● GIVEN EXERCISE: Put the data, from the first line through the line containing "1286 523 L 1302", into a Markdown table with the columns Row and Line, skipping any blank lines.
** Start **
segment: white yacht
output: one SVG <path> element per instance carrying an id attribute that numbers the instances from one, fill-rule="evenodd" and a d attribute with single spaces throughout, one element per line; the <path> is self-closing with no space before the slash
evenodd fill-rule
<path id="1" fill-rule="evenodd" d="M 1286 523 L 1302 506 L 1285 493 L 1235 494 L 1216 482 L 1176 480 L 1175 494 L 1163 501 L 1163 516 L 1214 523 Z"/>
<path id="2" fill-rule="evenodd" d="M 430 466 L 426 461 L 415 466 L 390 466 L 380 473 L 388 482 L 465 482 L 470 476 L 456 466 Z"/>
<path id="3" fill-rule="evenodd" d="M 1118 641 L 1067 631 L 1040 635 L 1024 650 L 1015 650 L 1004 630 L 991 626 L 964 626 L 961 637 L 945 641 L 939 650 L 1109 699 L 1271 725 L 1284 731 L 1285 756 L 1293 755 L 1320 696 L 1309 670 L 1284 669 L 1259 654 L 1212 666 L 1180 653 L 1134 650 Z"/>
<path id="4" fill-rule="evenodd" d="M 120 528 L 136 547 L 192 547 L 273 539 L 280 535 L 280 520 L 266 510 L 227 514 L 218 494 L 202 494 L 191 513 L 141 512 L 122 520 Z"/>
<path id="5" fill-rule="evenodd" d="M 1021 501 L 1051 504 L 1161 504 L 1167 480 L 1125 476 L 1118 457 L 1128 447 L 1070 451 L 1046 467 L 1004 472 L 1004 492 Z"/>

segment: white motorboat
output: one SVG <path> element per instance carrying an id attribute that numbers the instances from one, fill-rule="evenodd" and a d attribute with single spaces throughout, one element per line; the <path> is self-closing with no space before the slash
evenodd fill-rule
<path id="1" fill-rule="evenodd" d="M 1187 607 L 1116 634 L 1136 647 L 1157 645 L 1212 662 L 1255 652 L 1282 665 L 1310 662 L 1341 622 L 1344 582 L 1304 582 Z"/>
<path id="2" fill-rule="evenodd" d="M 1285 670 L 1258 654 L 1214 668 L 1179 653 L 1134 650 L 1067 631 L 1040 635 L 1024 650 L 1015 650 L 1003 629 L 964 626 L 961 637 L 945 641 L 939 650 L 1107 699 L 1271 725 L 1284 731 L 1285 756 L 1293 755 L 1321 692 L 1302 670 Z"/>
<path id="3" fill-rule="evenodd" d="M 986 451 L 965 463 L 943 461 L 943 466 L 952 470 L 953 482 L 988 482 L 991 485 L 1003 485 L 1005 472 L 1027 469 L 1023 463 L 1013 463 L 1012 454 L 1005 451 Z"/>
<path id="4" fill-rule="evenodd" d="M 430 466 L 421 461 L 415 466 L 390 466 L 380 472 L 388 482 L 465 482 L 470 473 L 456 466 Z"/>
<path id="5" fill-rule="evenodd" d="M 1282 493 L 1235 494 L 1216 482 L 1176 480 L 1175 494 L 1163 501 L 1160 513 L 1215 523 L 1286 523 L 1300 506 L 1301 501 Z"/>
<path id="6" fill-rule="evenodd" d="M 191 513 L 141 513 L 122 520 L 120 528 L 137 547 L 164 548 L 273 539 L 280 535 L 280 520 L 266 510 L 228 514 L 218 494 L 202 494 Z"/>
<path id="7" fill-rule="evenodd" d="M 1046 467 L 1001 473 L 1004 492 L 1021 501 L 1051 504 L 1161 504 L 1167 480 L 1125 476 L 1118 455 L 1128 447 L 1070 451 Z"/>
** End **
● FINISHED TASK:
| Row | Line |
|---|---|
| 1 | segment: white yacht |
| 2 | output: one SVG <path> element per instance carrying an id attribute that numbers the instances from one, fill-rule="evenodd" and a d attribute with single spaces throughout, one element per line; the <path> is self-closing with no space before the slash |
| 3 | evenodd fill-rule |
| 4 | <path id="1" fill-rule="evenodd" d="M 1286 523 L 1302 506 L 1285 493 L 1235 494 L 1216 482 L 1176 480 L 1175 494 L 1163 501 L 1163 516 L 1214 523 Z"/> |